* [Apply what you read]
(A) According to the Cinco de Mayo post, who is credited with the Mexican victory at the Battle of Puebla?
(B) Reproduce everything in the Cinco de Mayo post from "They layperson believes" down to "by the way).".

* [Selected text]

Tuesday, May 5, 2009

The Real Story Behind Cinco De Mayo

They layperson believes that Cinco de Mayo is simply a celebration of the Mexican army's defeat of the French at the Battle of Puebla, which took place on May 5, 1862. Mexican General Ignacio Zaragoza Seguín is credited with bringing about this unlikely victory, which really didn't amount to much because a year later, French forces successfully occupied Mexico City, installed their own Emperor, and didn't withdraw until they were pressured by The United States to do so (you're welcome, Mexico, by the way).

So, why is it that this seemingly insignificant battle seems to be celebrated so heartily world wide? The truth has been covered up over the years due to Mexican nationalism and European shame. The truth is that a greater victory was won at the Battle of Puebla. The truth is, May 5, 1862 was the day that Mexico captured the secret recipe for Mayonnaise.

This emulsified sauce concocted from the fusion of olive oil and egg yolks was created by French Chef Marie-Antoine Carême while trying to create a cheap substitute for ketchup. The sauce, which Carême had called "Creme de Vomit", was quickly confiscated by the French government after they discovered it had many strange and unusual properties, the most obvious being its ability to adhere sliced meat and cheese to bread.

* [Dataset extract]
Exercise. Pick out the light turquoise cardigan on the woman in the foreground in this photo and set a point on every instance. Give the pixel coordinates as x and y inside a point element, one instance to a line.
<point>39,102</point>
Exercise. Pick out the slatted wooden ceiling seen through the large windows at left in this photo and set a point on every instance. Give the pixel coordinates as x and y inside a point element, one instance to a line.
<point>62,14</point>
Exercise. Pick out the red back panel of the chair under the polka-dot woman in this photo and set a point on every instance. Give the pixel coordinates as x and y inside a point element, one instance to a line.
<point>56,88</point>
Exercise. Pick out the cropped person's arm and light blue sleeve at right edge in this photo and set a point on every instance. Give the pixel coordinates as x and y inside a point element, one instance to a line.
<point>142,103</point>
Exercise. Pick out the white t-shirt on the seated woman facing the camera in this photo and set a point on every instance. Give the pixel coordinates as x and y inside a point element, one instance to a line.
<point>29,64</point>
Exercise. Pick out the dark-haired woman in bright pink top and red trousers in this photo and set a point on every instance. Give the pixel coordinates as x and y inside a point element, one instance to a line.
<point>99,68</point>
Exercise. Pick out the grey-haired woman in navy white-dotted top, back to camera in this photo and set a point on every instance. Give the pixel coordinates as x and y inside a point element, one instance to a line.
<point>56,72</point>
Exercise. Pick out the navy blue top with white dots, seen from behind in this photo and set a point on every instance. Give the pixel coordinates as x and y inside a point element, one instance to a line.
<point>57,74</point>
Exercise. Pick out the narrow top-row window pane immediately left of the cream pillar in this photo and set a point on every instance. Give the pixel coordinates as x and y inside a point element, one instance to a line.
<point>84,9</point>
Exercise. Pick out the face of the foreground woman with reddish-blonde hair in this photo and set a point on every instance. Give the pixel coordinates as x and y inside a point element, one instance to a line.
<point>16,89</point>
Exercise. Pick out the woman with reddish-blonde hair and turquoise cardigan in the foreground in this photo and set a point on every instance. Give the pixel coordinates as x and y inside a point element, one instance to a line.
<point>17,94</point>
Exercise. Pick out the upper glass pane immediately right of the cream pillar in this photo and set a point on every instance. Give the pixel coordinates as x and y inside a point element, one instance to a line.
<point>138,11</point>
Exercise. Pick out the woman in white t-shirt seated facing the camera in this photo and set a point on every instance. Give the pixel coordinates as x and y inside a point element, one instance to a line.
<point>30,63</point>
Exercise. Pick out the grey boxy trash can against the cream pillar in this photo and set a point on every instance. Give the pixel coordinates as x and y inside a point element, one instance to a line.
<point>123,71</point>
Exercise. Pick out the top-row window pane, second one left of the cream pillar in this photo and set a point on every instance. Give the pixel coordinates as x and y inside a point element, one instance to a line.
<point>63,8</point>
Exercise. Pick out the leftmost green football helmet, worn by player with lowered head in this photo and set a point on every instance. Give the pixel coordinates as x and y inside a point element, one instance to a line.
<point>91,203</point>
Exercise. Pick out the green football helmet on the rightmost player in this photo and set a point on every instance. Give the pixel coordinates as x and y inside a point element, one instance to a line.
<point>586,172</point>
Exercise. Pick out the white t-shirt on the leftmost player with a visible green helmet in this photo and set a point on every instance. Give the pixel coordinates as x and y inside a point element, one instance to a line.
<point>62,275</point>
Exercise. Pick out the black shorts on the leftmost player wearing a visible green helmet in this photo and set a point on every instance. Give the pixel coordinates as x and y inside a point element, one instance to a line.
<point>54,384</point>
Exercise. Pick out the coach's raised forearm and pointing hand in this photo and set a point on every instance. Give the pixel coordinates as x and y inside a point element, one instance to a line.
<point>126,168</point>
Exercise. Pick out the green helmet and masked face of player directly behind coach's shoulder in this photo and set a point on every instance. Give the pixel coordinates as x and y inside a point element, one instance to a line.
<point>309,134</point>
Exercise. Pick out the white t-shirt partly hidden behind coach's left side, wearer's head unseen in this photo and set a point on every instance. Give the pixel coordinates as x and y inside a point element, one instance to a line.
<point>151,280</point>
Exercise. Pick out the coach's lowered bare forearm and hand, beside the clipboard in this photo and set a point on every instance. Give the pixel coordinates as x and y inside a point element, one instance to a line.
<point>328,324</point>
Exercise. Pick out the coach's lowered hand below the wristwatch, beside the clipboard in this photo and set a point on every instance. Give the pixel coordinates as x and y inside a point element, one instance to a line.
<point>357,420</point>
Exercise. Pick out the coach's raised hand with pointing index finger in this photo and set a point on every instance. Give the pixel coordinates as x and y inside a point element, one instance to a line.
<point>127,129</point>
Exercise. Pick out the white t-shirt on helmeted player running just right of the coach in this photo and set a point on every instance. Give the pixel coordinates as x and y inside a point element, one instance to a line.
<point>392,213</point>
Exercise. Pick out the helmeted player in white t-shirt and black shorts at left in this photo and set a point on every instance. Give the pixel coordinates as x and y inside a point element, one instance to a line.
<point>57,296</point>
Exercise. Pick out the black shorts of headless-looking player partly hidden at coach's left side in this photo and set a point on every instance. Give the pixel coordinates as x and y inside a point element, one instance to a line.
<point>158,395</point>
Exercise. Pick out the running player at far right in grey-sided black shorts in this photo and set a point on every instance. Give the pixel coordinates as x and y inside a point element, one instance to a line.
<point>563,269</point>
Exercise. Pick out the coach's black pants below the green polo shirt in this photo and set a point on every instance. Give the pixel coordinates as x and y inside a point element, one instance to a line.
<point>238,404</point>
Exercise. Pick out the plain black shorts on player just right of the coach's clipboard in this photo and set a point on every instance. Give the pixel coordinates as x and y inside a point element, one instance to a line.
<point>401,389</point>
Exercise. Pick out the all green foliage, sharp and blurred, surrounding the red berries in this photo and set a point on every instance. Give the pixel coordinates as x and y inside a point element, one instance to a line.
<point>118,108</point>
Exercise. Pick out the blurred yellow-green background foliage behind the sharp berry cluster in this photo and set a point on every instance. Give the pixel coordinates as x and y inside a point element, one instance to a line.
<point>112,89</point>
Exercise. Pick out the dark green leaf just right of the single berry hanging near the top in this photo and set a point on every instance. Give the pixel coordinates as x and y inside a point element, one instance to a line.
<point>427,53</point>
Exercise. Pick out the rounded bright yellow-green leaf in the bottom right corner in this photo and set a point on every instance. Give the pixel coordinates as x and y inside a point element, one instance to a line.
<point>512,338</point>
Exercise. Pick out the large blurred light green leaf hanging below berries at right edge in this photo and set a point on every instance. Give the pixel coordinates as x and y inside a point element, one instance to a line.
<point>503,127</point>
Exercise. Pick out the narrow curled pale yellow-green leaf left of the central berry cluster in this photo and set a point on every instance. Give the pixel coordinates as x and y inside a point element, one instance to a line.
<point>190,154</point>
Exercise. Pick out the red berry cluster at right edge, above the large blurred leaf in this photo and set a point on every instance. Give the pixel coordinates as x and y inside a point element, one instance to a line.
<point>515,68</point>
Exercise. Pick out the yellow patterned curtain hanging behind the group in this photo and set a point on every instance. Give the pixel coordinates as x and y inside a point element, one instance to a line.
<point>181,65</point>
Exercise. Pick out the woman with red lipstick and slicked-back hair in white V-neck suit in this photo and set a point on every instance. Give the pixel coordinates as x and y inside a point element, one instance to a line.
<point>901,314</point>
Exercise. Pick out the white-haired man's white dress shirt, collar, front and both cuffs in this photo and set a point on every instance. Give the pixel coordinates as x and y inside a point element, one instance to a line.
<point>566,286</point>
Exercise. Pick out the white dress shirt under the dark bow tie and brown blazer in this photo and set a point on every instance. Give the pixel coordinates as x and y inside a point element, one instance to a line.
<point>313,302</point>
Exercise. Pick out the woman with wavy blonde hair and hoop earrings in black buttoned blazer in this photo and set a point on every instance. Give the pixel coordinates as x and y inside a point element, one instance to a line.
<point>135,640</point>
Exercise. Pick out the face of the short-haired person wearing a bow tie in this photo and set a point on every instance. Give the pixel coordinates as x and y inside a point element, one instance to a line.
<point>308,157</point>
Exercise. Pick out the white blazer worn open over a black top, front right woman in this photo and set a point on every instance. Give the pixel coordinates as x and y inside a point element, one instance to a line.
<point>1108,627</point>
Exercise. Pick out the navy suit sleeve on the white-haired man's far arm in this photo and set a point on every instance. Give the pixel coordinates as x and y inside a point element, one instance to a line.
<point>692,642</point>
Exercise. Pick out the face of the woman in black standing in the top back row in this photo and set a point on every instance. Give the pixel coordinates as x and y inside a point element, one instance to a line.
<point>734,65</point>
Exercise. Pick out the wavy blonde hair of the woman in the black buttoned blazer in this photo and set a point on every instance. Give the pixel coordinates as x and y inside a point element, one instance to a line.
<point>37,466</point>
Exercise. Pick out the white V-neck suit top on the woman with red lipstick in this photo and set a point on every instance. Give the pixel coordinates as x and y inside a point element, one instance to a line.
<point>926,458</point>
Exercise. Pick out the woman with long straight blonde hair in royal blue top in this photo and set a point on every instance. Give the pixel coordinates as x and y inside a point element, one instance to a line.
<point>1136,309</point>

* [Task-by-task solutions]
(A) Mexican General Ignacio Zaragoza Seguín

(B)
They layperson believes that Cinco de Mayo is simply a celebration of the Mexican army's defeat of the French at the Battle of Puebla, which took place on May 5, 1862. Mexican General Ignacio Zaragoza Seguín is credited with bringing about this unlikely victory, which really didn't amount to much because a year later, French forces successfully occupied Mexico City, installed their own Emperor, and didn't withdraw until they were pressured by The United States to do so (you're welcome, Mexico, by the way).